- [Instructions for the task]: Answer with one number only: how many lines in the material contain "bracelet".

- [Records provided]:
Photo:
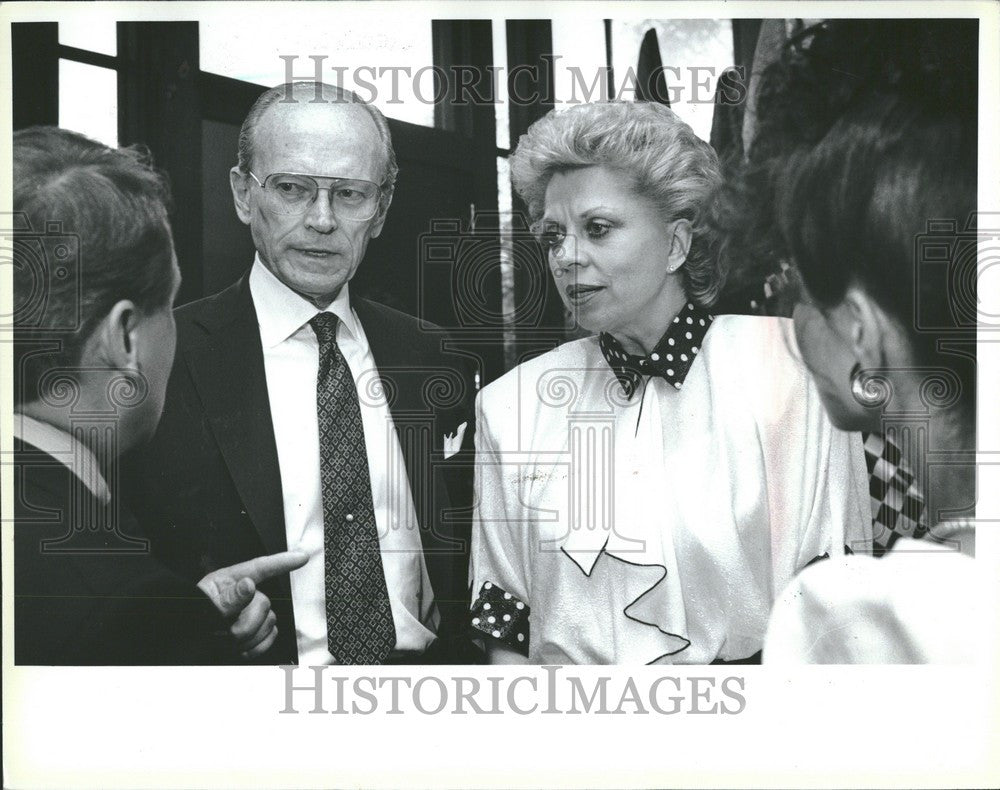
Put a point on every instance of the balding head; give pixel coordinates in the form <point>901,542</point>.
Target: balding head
<point>283,97</point>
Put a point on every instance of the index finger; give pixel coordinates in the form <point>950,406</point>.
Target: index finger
<point>262,568</point>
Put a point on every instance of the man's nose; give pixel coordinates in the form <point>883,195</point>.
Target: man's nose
<point>320,216</point>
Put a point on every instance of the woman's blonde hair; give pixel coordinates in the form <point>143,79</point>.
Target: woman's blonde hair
<point>666,161</point>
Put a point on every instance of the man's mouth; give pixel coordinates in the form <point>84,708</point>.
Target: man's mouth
<point>578,294</point>
<point>314,252</point>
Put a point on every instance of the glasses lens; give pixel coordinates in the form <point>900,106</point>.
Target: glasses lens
<point>353,198</point>
<point>350,198</point>
<point>289,194</point>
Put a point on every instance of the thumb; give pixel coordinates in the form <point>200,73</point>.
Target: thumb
<point>237,596</point>
<point>263,568</point>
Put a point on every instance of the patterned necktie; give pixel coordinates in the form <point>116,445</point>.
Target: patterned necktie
<point>359,624</point>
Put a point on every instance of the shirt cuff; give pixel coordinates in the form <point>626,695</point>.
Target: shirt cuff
<point>502,616</point>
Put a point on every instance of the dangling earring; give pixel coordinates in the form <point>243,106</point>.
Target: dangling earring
<point>869,389</point>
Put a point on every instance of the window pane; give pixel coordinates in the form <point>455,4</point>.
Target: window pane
<point>578,46</point>
<point>100,36</point>
<point>502,104</point>
<point>694,52</point>
<point>386,59</point>
<point>88,100</point>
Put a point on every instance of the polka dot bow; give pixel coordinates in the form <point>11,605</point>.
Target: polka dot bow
<point>672,357</point>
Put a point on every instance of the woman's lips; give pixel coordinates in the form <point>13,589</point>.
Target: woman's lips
<point>580,294</point>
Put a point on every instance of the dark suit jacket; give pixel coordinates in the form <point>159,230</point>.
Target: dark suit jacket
<point>208,487</point>
<point>80,599</point>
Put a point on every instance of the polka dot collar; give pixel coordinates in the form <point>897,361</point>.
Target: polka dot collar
<point>672,357</point>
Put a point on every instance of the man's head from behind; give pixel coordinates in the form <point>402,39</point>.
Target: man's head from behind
<point>312,233</point>
<point>92,309</point>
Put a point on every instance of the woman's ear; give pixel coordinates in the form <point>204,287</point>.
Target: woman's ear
<point>866,328</point>
<point>117,337</point>
<point>680,244</point>
<point>240,185</point>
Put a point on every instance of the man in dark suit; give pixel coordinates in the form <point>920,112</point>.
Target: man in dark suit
<point>300,416</point>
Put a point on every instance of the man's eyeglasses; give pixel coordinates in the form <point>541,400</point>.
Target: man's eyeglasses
<point>293,193</point>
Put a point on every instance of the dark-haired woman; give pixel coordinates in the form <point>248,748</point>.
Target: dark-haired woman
<point>864,173</point>
<point>95,277</point>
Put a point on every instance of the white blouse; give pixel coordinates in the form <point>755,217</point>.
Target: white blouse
<point>920,604</point>
<point>661,528</point>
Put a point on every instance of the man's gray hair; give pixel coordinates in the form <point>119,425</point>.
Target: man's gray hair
<point>291,92</point>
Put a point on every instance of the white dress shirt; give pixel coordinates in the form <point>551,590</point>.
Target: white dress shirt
<point>66,449</point>
<point>291,364</point>
<point>922,603</point>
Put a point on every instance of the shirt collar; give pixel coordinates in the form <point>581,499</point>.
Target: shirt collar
<point>66,449</point>
<point>281,312</point>
<point>672,357</point>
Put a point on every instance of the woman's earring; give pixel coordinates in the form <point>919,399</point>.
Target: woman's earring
<point>869,389</point>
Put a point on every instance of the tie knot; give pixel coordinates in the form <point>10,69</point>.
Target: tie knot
<point>325,327</point>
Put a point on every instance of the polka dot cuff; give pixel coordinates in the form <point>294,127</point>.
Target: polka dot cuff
<point>500,615</point>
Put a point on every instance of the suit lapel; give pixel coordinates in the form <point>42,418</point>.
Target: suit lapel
<point>228,371</point>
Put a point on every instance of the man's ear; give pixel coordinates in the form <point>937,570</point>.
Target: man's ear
<point>680,245</point>
<point>116,338</point>
<point>376,227</point>
<point>240,184</point>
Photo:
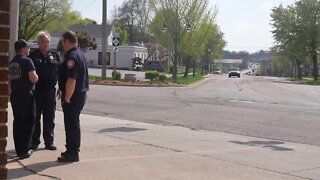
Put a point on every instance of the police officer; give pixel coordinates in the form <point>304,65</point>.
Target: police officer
<point>22,79</point>
<point>74,84</point>
<point>47,64</point>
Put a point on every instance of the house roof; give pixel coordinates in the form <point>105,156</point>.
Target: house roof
<point>92,29</point>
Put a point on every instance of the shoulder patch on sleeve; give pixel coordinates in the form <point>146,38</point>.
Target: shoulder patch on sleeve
<point>71,63</point>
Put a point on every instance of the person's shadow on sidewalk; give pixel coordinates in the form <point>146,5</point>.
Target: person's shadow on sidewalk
<point>34,169</point>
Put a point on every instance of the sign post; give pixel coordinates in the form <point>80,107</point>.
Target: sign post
<point>115,43</point>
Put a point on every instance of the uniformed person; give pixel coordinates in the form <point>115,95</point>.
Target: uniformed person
<point>47,64</point>
<point>74,84</point>
<point>22,79</point>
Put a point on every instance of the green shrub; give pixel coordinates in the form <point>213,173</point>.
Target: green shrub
<point>152,75</point>
<point>162,77</point>
<point>118,75</point>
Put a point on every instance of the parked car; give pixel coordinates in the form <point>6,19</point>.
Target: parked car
<point>234,72</point>
<point>216,71</point>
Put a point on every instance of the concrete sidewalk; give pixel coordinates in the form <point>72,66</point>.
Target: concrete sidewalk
<point>118,149</point>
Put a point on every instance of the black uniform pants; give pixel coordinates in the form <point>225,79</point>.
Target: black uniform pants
<point>45,106</point>
<point>71,112</point>
<point>23,107</point>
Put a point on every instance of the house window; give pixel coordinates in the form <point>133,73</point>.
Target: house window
<point>100,59</point>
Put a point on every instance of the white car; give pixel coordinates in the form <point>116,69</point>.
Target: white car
<point>234,72</point>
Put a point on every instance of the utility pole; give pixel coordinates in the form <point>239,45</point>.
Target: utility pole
<point>104,40</point>
<point>14,27</point>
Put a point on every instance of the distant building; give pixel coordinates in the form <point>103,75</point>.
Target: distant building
<point>226,64</point>
<point>125,54</point>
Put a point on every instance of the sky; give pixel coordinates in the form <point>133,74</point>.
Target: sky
<point>245,23</point>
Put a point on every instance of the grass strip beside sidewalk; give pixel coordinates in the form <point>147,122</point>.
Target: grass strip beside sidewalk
<point>305,80</point>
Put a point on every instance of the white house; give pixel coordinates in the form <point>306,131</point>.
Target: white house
<point>124,55</point>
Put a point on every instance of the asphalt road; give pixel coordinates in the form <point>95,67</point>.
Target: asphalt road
<point>255,106</point>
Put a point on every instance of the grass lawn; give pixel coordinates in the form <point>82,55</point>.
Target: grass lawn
<point>181,80</point>
<point>96,78</point>
<point>306,80</point>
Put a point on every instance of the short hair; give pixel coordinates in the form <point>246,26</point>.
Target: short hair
<point>20,44</point>
<point>43,34</point>
<point>71,37</point>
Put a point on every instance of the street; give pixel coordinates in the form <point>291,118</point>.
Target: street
<point>120,146</point>
<point>253,106</point>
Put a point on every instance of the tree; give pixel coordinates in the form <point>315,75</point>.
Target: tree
<point>134,16</point>
<point>85,41</point>
<point>190,26</point>
<point>297,32</point>
<point>35,15</point>
<point>289,35</point>
<point>308,13</point>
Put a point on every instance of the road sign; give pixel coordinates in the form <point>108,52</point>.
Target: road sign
<point>115,43</point>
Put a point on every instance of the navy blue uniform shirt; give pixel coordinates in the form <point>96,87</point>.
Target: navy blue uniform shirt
<point>74,67</point>
<point>19,69</point>
<point>47,66</point>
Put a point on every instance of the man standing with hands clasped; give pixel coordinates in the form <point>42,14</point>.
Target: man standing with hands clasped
<point>74,84</point>
<point>23,76</point>
<point>47,64</point>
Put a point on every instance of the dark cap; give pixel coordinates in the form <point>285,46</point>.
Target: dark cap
<point>18,45</point>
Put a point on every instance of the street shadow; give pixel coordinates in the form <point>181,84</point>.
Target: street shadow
<point>121,129</point>
<point>34,169</point>
<point>273,145</point>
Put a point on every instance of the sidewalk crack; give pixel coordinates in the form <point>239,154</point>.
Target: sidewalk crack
<point>25,168</point>
<point>301,170</point>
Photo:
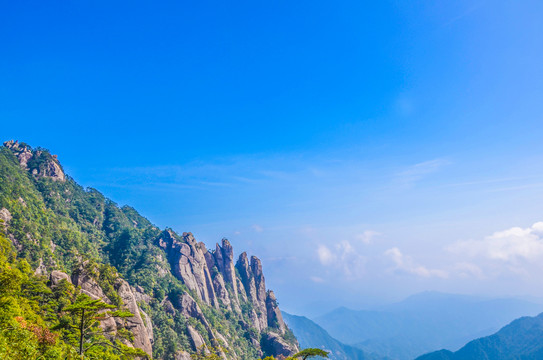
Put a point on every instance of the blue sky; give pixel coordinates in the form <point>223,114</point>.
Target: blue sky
<point>364,150</point>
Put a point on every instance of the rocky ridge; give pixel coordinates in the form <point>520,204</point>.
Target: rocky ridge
<point>213,280</point>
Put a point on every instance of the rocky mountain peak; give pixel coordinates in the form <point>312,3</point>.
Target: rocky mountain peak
<point>38,161</point>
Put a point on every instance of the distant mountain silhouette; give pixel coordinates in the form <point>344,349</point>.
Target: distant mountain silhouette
<point>311,335</point>
<point>520,340</point>
<point>423,322</point>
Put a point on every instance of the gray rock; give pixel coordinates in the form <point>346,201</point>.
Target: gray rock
<point>183,355</point>
<point>57,276</point>
<point>134,323</point>
<point>273,343</point>
<point>196,339</point>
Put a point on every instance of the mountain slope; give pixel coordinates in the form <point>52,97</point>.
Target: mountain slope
<point>522,339</point>
<point>311,335</point>
<point>183,296</point>
<point>423,323</point>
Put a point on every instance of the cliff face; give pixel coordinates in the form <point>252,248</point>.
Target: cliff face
<point>184,297</point>
<point>214,279</point>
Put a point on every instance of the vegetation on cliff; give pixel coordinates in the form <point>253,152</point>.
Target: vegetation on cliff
<point>66,241</point>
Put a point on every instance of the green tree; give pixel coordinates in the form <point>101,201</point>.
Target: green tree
<point>309,353</point>
<point>88,313</point>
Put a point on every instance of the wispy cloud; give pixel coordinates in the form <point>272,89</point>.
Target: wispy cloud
<point>343,257</point>
<point>257,228</point>
<point>510,245</point>
<point>409,176</point>
<point>404,263</point>
<point>368,236</point>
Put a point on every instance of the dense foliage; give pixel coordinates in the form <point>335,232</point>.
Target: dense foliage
<point>60,225</point>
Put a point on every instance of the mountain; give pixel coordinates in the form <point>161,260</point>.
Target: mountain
<point>311,335</point>
<point>521,339</point>
<point>423,322</point>
<point>58,239</point>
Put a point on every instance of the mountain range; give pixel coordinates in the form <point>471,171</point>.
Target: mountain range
<point>311,335</point>
<point>59,240</point>
<point>521,339</point>
<point>422,323</point>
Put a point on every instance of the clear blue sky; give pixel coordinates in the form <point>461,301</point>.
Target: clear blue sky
<point>364,150</point>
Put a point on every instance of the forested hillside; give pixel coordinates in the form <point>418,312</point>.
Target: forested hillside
<point>522,339</point>
<point>65,248</point>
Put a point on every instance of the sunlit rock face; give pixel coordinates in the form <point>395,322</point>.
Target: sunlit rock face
<point>217,281</point>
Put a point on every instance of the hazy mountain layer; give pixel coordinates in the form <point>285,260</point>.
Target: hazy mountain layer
<point>520,340</point>
<point>311,335</point>
<point>423,323</point>
<point>183,296</point>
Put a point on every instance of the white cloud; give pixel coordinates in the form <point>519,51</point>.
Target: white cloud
<point>368,236</point>
<point>418,171</point>
<point>406,264</point>
<point>316,279</point>
<point>257,228</point>
<point>465,269</point>
<point>511,245</point>
<point>326,257</point>
<point>343,257</point>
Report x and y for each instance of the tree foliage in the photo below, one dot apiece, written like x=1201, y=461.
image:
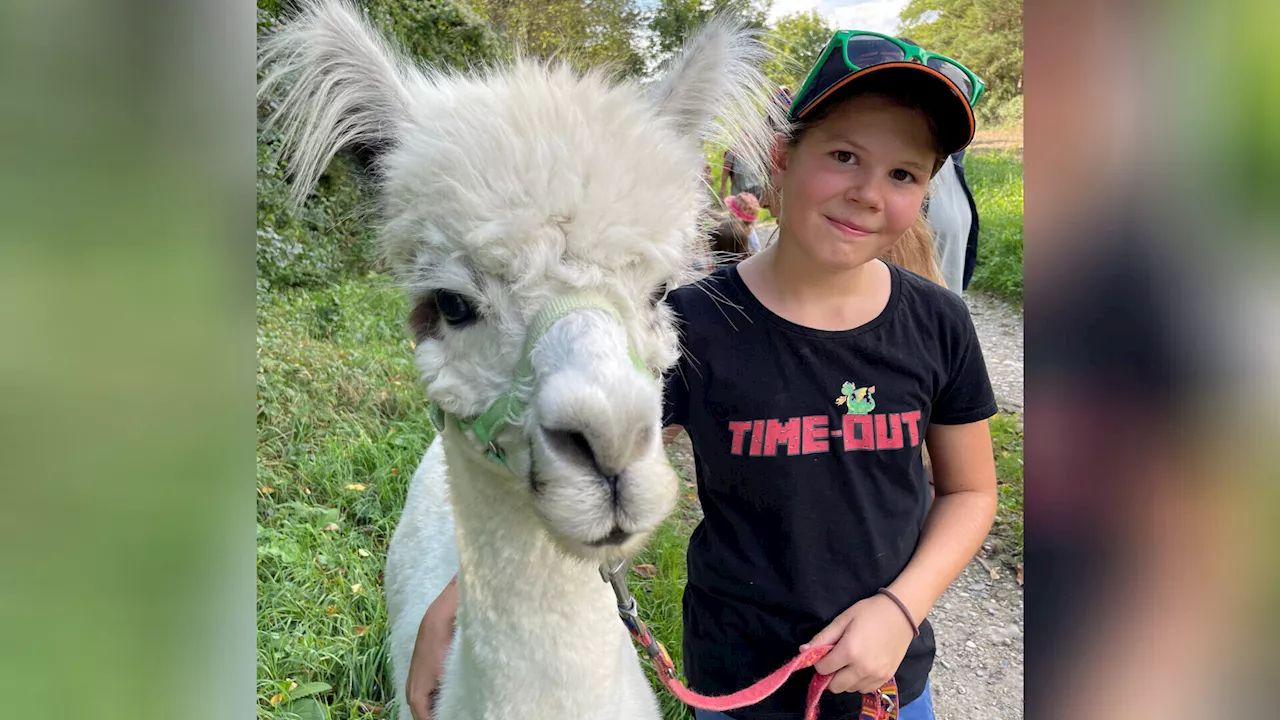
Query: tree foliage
x=984, y=35
x=585, y=32
x=798, y=40
x=673, y=21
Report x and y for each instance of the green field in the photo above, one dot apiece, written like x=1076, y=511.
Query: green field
x=996, y=181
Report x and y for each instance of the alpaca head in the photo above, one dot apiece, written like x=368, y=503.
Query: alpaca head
x=513, y=191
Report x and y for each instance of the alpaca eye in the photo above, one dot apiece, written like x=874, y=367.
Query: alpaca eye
x=453, y=308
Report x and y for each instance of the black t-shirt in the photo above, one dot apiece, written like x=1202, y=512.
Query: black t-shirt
x=809, y=470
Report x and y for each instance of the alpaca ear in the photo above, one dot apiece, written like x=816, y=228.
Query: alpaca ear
x=713, y=90
x=342, y=85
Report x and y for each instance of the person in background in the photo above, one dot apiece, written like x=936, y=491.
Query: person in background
x=743, y=210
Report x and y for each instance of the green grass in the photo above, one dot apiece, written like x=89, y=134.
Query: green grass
x=996, y=181
x=1006, y=441
x=337, y=406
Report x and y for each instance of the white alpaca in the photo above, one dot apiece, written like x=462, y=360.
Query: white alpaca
x=529, y=196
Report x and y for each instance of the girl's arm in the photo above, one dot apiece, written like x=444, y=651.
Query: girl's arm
x=873, y=634
x=964, y=479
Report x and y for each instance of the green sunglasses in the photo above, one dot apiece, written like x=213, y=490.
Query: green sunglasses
x=862, y=49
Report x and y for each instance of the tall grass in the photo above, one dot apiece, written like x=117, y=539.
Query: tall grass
x=996, y=181
x=341, y=427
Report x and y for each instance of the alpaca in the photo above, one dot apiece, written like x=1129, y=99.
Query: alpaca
x=526, y=204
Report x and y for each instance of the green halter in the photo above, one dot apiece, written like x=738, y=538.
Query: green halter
x=511, y=405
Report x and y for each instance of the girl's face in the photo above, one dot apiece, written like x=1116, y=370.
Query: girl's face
x=854, y=183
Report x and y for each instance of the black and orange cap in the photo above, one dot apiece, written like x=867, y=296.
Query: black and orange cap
x=941, y=99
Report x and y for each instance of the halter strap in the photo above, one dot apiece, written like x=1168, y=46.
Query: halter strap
x=511, y=405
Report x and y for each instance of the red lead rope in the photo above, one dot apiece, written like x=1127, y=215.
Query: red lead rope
x=881, y=705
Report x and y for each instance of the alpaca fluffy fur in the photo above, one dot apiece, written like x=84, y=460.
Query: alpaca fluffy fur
x=513, y=187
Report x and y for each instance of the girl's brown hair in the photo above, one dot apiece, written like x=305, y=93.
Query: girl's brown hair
x=914, y=251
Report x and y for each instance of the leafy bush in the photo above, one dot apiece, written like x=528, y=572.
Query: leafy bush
x=321, y=242
x=1000, y=114
x=328, y=240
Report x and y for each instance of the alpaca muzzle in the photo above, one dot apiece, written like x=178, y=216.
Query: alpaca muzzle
x=508, y=408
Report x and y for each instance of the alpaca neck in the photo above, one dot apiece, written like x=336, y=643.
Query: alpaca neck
x=548, y=616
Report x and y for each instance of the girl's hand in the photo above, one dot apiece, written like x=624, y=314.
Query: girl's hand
x=426, y=665
x=871, y=641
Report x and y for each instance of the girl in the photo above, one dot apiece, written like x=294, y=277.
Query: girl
x=808, y=420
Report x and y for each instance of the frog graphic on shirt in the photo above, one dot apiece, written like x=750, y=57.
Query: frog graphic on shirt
x=856, y=400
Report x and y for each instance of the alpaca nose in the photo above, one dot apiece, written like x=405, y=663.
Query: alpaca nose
x=575, y=446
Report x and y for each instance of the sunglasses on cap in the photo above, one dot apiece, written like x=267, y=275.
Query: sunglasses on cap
x=851, y=50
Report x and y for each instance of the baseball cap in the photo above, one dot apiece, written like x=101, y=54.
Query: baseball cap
x=859, y=62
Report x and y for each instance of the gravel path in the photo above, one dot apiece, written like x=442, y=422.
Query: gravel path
x=1000, y=332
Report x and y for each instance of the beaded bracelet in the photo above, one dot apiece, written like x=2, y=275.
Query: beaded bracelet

- [Task solution]: 2